● YOUR ASSIGNMENT: Copy out each line of the data that holds the word "this".

● DATA PROVIDED:
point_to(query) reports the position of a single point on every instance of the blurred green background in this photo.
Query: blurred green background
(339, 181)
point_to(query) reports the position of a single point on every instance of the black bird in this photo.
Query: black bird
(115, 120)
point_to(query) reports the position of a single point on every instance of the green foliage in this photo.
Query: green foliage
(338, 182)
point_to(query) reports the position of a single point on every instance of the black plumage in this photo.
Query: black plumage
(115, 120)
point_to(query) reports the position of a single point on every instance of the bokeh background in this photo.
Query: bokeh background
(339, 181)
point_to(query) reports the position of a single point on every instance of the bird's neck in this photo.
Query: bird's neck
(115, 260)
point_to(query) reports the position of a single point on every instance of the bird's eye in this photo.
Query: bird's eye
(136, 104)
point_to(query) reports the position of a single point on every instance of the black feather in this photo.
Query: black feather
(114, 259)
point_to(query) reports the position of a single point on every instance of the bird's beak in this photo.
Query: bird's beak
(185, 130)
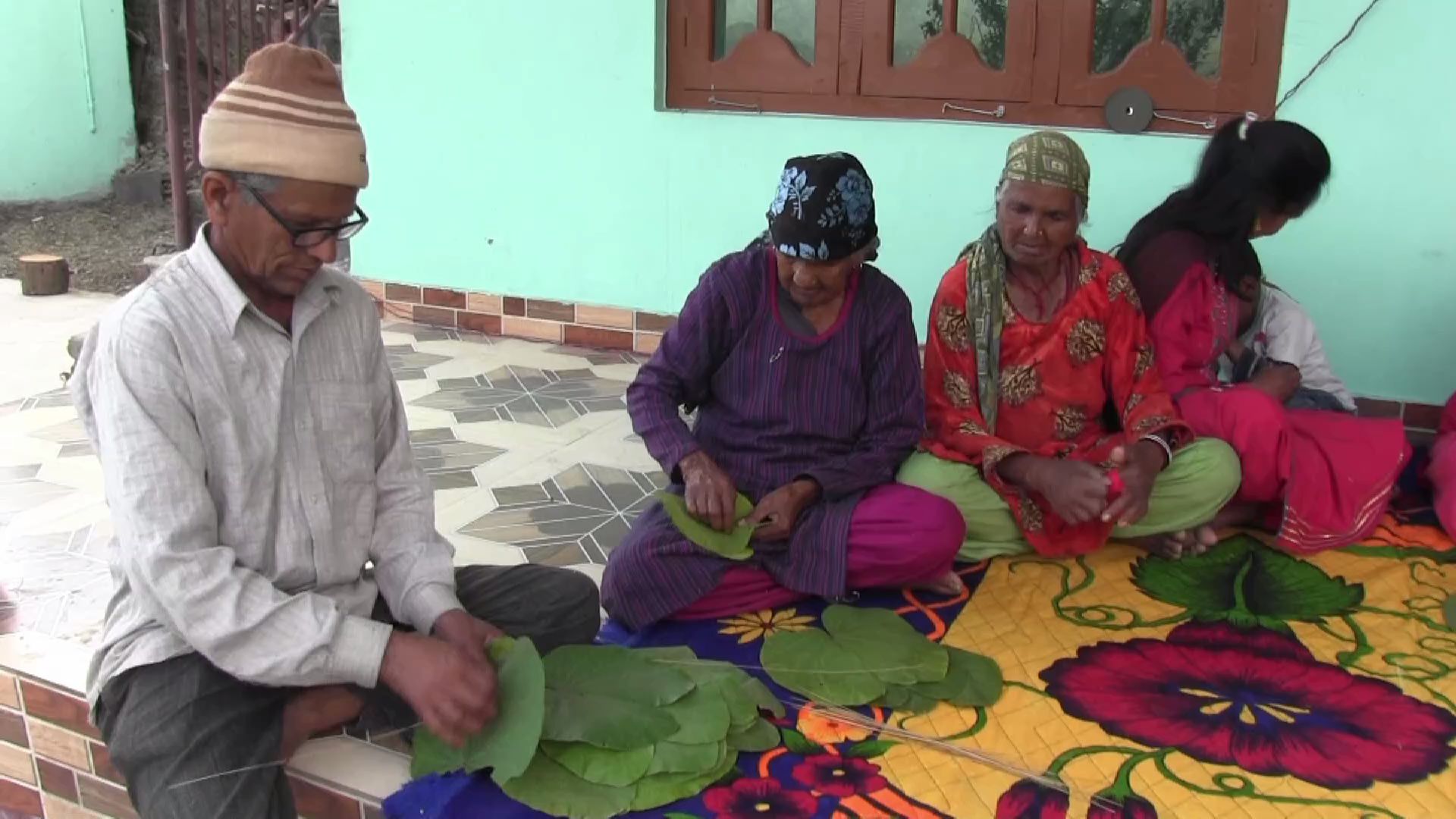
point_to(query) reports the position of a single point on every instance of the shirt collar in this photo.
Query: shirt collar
(319, 295)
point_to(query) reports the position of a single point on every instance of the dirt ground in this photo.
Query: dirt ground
(102, 240)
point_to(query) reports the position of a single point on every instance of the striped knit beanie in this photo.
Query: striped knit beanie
(286, 115)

● COMPLETED TASK:
point_to(query) reports the position of a single point on every instance of the blurred green background in this photo.
point_to(query) reports the position of a single point on every instance of the black bird in this photo.
point_to(query) reports the position of a single point on every instance of the green foliage in this photo.
point_to(query) reports the position of a single point on every instance of the black plumage in this photo.
point_to(query) reports the position of a single point on every instance of the bokeh background in this photo.
point_to(query) reports the position of a single point on every instance of the bird's neck in this photo.
point_to(query) reports the position of a single point on every instance of the bird's eye in this photo.
point_to(query) reports the position of a single point on every instance of the black feather in this photo.
point_to(query) reports the position of a single point on every instance of the bird's beak in this photo.
point_to(query) reports the position of a single point on every instance of the shirt collar in this photo.
point_to(query) reports the position of a single point on every instance of the dirt ground in this photo.
point_to(query) reports the position of a single point on every instance of the striped knit beanie in this photo.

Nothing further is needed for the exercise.